Extracted entries:
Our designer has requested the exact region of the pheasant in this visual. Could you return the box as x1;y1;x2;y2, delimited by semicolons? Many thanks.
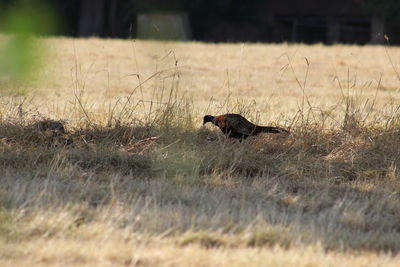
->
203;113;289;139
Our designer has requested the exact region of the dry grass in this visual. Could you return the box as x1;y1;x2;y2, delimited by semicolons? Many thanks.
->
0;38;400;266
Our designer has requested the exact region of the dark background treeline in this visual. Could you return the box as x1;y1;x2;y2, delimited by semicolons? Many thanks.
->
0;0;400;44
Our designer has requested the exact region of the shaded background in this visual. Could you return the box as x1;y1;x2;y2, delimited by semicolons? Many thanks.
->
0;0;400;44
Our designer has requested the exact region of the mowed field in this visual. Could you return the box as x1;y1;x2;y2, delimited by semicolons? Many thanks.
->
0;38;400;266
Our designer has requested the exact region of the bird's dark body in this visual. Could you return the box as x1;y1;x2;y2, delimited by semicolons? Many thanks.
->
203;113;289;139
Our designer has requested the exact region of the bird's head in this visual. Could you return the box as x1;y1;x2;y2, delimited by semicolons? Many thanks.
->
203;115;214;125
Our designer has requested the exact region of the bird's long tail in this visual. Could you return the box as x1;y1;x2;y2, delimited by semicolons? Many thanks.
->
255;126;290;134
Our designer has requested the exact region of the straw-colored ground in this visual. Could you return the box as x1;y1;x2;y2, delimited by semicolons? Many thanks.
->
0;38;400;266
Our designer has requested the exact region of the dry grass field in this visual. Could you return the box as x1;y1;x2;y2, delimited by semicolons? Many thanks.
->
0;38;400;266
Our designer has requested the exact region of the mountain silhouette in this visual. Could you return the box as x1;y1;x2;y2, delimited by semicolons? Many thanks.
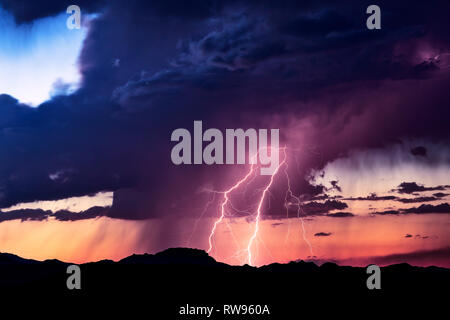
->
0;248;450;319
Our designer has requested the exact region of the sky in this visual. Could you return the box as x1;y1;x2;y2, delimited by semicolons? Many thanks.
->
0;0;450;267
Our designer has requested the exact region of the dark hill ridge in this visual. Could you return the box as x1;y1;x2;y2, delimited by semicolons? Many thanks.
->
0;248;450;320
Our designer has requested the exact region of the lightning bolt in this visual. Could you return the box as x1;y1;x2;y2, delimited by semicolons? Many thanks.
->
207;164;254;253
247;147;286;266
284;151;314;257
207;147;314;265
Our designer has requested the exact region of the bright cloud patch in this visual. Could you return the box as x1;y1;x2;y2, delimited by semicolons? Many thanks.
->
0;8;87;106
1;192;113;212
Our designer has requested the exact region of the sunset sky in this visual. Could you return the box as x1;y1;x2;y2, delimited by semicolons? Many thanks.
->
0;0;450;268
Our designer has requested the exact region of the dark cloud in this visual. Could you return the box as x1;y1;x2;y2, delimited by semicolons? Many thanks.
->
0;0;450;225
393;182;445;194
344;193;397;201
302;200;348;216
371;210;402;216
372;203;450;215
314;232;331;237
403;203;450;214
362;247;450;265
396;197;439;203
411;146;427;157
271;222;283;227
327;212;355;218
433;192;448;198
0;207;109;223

...

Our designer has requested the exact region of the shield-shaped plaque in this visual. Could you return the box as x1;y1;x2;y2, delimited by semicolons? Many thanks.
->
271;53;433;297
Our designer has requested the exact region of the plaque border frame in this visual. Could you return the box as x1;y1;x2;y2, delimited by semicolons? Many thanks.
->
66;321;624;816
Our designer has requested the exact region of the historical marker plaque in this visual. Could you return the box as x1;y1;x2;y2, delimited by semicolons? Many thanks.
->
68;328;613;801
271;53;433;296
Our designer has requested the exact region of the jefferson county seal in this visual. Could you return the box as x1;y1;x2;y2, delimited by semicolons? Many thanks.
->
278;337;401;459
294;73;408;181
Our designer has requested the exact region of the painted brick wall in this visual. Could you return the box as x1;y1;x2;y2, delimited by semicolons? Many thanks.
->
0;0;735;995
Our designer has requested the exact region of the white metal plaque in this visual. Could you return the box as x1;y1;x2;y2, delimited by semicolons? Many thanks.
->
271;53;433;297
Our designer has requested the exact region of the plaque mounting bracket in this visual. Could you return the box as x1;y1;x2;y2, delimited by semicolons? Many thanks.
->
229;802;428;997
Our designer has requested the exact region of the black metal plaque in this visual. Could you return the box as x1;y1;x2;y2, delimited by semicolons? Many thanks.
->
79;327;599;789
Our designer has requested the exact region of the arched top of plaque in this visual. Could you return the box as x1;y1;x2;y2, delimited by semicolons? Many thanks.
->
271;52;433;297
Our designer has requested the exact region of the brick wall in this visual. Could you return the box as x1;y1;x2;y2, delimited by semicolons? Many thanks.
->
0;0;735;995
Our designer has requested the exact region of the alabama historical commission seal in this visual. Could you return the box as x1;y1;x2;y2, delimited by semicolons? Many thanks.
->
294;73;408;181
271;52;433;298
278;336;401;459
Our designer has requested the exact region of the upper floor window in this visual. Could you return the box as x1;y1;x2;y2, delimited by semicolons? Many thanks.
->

Requirements:
Update the records from the line containing "Our designer has requested the exact region of the lightning" through the line containing "207;147;314;265" by replacing "lightning bolt" with "lightning strike", and give back only those lines with nothing else changed.

Problem solution:
Our designer has requested the exact region of the lightning strike in this visual. Could you return the box as x1;y1;x2;y2, delimited by semicolons? Many thanks.
->
207;164;254;253
247;147;286;266
284;151;314;257
207;147;314;265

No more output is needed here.